— Information supplied —
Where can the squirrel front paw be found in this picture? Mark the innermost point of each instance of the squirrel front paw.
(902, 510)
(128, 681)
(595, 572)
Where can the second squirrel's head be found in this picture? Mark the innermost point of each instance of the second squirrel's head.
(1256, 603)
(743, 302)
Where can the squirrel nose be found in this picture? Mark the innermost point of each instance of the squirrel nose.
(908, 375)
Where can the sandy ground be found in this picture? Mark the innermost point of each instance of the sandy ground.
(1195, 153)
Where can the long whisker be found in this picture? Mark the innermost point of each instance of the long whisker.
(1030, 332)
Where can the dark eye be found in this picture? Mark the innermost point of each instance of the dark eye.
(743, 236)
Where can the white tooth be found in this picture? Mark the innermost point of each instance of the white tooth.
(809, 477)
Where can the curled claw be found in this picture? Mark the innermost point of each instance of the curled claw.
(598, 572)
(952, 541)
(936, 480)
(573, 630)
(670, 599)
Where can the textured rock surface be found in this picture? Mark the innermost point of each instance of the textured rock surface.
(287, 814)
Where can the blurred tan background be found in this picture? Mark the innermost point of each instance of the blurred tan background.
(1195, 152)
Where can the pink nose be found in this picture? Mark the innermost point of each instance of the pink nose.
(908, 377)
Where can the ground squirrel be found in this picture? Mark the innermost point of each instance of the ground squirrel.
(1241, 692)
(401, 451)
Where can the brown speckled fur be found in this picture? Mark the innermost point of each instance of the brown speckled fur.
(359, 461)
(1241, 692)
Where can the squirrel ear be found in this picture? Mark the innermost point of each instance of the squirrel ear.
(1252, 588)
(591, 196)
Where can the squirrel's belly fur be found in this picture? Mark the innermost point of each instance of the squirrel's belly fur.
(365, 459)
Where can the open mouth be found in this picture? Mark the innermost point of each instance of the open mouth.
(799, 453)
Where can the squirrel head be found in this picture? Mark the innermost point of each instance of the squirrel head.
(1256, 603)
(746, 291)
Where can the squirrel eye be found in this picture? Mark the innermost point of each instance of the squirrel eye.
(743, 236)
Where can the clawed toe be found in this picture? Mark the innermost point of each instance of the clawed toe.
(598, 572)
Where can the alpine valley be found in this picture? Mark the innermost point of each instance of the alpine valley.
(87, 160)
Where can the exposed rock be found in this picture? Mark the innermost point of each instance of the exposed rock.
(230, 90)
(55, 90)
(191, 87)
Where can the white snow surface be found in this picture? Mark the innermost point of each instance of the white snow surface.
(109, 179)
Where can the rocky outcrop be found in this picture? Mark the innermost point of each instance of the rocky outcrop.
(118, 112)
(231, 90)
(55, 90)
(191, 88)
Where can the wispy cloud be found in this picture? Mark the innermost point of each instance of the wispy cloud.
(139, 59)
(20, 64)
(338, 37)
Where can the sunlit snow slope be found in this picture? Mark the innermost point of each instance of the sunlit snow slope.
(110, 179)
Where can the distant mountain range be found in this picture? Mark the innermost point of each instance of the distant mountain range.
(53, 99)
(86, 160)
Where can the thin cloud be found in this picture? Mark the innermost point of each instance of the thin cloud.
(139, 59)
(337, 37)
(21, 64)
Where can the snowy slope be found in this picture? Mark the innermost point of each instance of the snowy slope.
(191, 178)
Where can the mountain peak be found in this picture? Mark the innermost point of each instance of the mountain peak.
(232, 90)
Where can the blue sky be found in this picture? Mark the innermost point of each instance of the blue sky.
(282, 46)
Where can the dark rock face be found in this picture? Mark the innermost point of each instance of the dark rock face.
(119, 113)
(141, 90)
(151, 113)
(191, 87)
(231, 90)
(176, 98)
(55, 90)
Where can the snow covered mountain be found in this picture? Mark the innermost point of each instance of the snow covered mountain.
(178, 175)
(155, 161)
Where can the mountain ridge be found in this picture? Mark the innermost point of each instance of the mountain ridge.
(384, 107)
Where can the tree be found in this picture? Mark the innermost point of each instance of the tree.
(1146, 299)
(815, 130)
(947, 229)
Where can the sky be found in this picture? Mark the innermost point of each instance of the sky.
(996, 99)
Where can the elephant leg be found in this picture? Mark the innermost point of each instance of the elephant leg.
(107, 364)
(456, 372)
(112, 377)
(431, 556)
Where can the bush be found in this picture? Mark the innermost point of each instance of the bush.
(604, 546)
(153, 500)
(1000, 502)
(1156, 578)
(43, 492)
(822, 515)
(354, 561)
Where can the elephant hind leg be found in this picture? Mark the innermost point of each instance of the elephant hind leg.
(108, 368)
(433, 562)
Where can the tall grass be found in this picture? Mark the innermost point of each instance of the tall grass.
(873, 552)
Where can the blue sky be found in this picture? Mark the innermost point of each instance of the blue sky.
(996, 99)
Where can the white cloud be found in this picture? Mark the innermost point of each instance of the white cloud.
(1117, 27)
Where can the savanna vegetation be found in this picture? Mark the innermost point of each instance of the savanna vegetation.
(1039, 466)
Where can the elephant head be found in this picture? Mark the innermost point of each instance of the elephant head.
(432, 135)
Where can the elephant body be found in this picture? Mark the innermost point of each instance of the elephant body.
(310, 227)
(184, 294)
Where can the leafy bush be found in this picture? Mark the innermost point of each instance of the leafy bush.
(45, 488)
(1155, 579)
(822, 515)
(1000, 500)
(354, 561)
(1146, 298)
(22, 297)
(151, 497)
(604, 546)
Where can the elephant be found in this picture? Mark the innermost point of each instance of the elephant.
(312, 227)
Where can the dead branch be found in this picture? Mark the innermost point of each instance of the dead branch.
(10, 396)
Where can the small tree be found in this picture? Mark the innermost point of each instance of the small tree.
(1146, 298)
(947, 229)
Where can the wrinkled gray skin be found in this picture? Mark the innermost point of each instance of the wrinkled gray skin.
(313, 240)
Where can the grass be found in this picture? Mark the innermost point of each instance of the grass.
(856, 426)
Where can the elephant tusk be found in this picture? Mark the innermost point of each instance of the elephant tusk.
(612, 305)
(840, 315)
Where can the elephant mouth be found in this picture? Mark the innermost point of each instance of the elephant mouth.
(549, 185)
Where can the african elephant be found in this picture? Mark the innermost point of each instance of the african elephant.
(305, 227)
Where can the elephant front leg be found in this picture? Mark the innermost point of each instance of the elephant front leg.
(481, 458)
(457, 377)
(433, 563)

— Work order —
Set down the material above exactly, in full.

— Response for this exercise —
Where can the squirrel front paw be found in this picture? Mark the innermost point of each instance of the squirrel front paw.
(902, 510)
(128, 681)
(595, 572)
Where can the second squirrel's head be found in this picture? Mark the innermost point of each instance of the second squirrel's head.
(1256, 603)
(743, 302)
Where can the squirrel nose be found in this picture? Mark the innermost point of each instance of the squirrel nose.
(908, 375)
Where can the sandy ground be found in this picture? Mark the innermost point of each instance of the sandy ground.
(1195, 153)
Where can the long whisker be found in this picture? Mark the innermost point of each instance of the long whisker.
(1030, 332)
Where can the dark eye be found in this picture? Mark the innermost point of each instance of the dark eye.
(743, 236)
Where can the white tooth be found in this picture? Mark the innermost point of each instance of the white tooth.
(809, 477)
Where can the curled claw be found in this picture? Mark the innermost point of each instance of the curled claw.
(598, 572)
(952, 541)
(936, 480)
(573, 630)
(670, 599)
Where can the textured rock surface be found in this picture? Mark the innermost point of each instance of the textured rock surface.
(287, 814)
Where can the blurred tan background be found in this picture? Mark the innermost point of each instance of the blurred tan background.
(1195, 152)
Where can the pink nose be found in this picture? Mark the innermost point of each instance of the pink nose.
(908, 377)
Where can the ground squirrel be found in this picture? Mark the innermost point of each instance of the ground squirrel.
(1241, 692)
(401, 451)
Where can the brown speckled fur be found in this picture? Mark the innermost point of each instance of the brown speckled fur.
(359, 461)
(1241, 692)
Where can the squirrel ear be found in this picture? Mark the innermost point of each instance of the squirrel ear.
(1252, 588)
(591, 196)
Where can the squirrel's belly fur be found in this picture? Mark the innermost point of each instance of the squirrel's belly fur.
(365, 459)
Where can the open mouth be found in this picture? Mark the innermost point of each instance of the open mouth.
(799, 453)
Where can the squirrel head be found in this picture? Mark the innermost point of each instance of the squirrel head.
(1256, 603)
(746, 291)
Where can the squirrel eye be found in this picture? Mark the innermost point of each instance of the squirrel eye.
(743, 236)
Where can the clawed toe be found in this picture? Mark the innermost point of each instance of the clawed toe.
(598, 572)
Where can the alpine valley be found in this picture? Mark the innermost point of each instance of the alpine valley.
(87, 160)
Where can the exposed rock be found in this picture? Mark the innermost point of each instance of the exposed rock.
(230, 90)
(55, 90)
(191, 87)
Where can the white snow surface be found in this picture? Mark the innermost point of each instance of the white snow surface.
(109, 179)
Where can the rocky outcrop be found in this picture? Mark the innermost point of each instance of the rocky outcrop.
(118, 112)
(231, 90)
(55, 90)
(191, 88)
Where can the wispy cloud be found in this picture? Mark the innermost point of each instance of the wispy cloud.
(139, 59)
(20, 64)
(338, 37)
Where can the sunlit snow slope be found in this picture? Mark the innermost point of each instance of the sunlit snow slope.
(110, 179)
Where can the distant mountain range be found in this picture? Mark the innermost point of each instance of the distant mountain range.
(53, 99)
(86, 160)
Where can the thin cloud be found in this picture? Mark the innermost point of each instance of the thin cloud.
(139, 59)
(337, 37)
(21, 64)
Where can the snowy slope be found in this picture? Mark the innermost point of each instance of the snowy slope.
(191, 178)
Where can the mountain peak be found in this picture? Mark the innermost point of each instance of the mountain peak.
(232, 90)
Where can the blue sky be found in this picture? Mark the innermost point of each instance of the blue sky.
(282, 46)
Where can the dark rock face be found in this picture? Mark the innermost point of each instance of the dark rock face.
(119, 113)
(141, 90)
(151, 113)
(191, 87)
(231, 90)
(176, 98)
(55, 90)
Where can the snow covered mountain be found in this picture? Mark the innermost point of each instance of the snow covered mountain.
(178, 175)
(155, 161)
Where can the mountain ridge be found in this picture? Mark the innermost point of each instance of the mountain ridge.
(384, 107)
Where can the tree be found in this picture? Mark the innermost point of each instance of the tree.
(1146, 299)
(815, 130)
(947, 229)
Where can the sky be found in this picture? Mark the innermost point of each instance of the sky.
(996, 99)
Where can the elephant leg be found in this picture? Mark the innermost point of each instance of the elephant leg.
(107, 364)
(456, 372)
(112, 377)
(431, 556)
Where can the bush be found in this picture? Mark the innermost point of each instance of the bush.
(604, 546)
(153, 500)
(1000, 502)
(1156, 578)
(43, 492)
(822, 515)
(354, 561)
Where can the elephant hind leg be found in this picture? Mark the innermost point of each instance of the elephant hind leg.
(108, 368)
(433, 562)
Where can the tall grass be found in this picture? Mark the innermost point of each instance of the tall grass.
(873, 552)
Where can the blue sky be found in this picture? Mark the innermost point of each instance of the blue sky.
(996, 99)
Where can the white cloud be found in this picture? Mark the innermost point of each instance of the white cloud.
(1117, 27)
Where can the savanna vegetation be found in this picture? Mark the innermost point of each instance of the savanna vegetation.
(1039, 466)
Where can the elephant head be found in this picture? Mark the innermost point of each instance of the elephant head.
(432, 135)
Where can the elephant body be found in this picture? Mark the innermost point of each instance of the elephant body.
(310, 227)
(184, 294)
Where can the leafy bush be found in this picture? Mark the innermost point of each instance of the leafy bush.
(45, 488)
(1155, 579)
(822, 515)
(1000, 500)
(354, 561)
(1146, 298)
(22, 297)
(151, 497)
(604, 546)
Where can the elephant be found in this picture? Mark the innermost point of each instance of the elephant.
(312, 227)
Where can the dead branch be found in this picture? Mark the innermost point of each instance of the dead branch.
(10, 396)
Where can the small tree be found in this picture? Mark the innermost point of each instance of the small tree.
(1146, 298)
(947, 229)
Where can the wrinkled gray skin be found in this picture? Mark the innermost point of each instance of the wrinkled gray skin.
(313, 240)
Where can the grass be found in this picture? Mark the innermost point of each instance of the grass.
(856, 426)
Where can the elephant tusk be found in this picture? Mark the innermost point of each instance of the elephant tusk.
(612, 305)
(840, 315)
Where can the elephant mouth be found in this picture? Mark the innermost point of each instance of the elephant mouth.
(549, 185)
Where can the african elephant be found in this picture? Mark the innermost point of each instance of the african elephant.
(305, 227)
Where can the elephant front leg be found in this picture? Mark the innermost point of each instance of the elephant front leg.
(481, 458)
(457, 377)
(433, 563)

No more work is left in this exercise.